─── Page extract ───
Wednesday, February 10, 2010

Poor Einstein

I've been thinking a lot about stuff lately - baby stuff. Particularly, finding the right balance between being well-prepared and outsmarting the baby industry's drive to encourage consumption. We're not too big on stuff at our place. The less we have the less we have to keep clean - the less there is to dust, pick-up, polish and put back in place (and keep the kitties out of or away from) and the less likely it is that we'll be featured on Hoarders. The exceptions of course being plants, shoes and scarves (okay so these are probably more my exceptions than our exceptions).

Reading other blogs and reviews online has been a big help in deciding what works, what doesn't work and what you actually need in those first few months. Last week I made a big list to help dissolve some of the panic that set in any time I ventured into a department store baby section. Do I really need Baby's Learning Laptop? A Light-Up Learning Camera? Despite becoming slightly dizzy over the amount of plastic these toys use, I am amused by their emphasis on learning and the implication that without them your child won't likely make it out of the third grade. Remember the Baby Einstein flop? Poor Einstein.
─── Dataset ───
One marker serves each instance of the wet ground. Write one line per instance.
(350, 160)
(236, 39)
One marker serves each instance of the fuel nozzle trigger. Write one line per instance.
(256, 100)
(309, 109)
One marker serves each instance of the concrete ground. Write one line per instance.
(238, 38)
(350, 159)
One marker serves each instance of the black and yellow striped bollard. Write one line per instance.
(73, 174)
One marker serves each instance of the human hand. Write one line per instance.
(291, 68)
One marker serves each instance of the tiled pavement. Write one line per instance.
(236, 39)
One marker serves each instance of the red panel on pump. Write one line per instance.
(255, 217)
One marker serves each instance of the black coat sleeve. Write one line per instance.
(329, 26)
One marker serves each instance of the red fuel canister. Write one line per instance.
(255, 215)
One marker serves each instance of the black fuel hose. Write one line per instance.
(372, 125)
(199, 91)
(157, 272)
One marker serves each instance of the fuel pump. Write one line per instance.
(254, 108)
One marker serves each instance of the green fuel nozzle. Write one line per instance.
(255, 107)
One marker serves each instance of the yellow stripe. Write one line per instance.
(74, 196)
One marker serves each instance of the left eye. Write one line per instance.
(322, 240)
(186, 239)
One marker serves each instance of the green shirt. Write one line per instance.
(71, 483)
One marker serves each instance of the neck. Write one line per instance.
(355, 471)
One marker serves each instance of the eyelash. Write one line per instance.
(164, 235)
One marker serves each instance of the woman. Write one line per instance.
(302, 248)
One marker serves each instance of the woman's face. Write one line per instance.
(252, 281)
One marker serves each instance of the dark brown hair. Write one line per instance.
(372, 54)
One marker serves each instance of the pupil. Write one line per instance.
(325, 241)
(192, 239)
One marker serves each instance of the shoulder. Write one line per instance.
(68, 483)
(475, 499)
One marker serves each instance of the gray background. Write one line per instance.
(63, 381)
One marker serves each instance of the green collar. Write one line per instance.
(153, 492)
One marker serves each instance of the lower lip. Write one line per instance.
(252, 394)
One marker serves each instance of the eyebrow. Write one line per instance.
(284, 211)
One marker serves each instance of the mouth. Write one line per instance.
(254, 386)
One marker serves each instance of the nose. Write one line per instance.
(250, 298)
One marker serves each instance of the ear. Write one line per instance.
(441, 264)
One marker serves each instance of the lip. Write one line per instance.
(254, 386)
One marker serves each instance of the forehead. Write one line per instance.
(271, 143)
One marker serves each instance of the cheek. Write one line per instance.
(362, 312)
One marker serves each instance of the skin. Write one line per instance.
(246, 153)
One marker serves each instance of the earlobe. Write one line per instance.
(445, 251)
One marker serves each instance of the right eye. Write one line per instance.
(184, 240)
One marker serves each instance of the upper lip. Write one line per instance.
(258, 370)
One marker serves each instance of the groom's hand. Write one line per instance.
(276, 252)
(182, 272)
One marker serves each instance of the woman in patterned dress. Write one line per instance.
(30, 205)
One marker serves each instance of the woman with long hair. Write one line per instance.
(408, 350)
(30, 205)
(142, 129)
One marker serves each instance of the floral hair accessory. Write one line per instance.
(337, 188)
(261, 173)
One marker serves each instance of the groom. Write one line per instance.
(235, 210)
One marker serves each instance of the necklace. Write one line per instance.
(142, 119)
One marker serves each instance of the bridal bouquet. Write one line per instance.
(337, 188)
───
**Problems to work on**
a - Repeat everything in the blog post from "Wednesday, February 10, 2010" down to "than our exceptions).".
b - List each line of the listing that contains the word "yellow", matching case exactly.
The blog post and the listing have no connection to each other.

**Solutions by task**
a -
Wednesday, February 10, 2010

Poor Einstein

I've been thinking a lot about stuff lately - baby stuff. Particularly, finding the right balance between being well-prepared and outsmarting the baby industry's drive to encourage consumption. We're not too big on stuff at our place. The less we have the less we have to keep clean - the less there is to dust, pick-up, polish and put back in place (and keep the kitties out of or away from) and the less likely it is that we'll be featured on Hoarders. The exceptions of course being plants, shoes and scarves (okay so these are probably more my exceptions than our exceptions).

b -
One marker serves each instance of the black and yellow striped bollard. Write one line per instance.
One marker serves each instance of the yellow stripe. Write one line per instance.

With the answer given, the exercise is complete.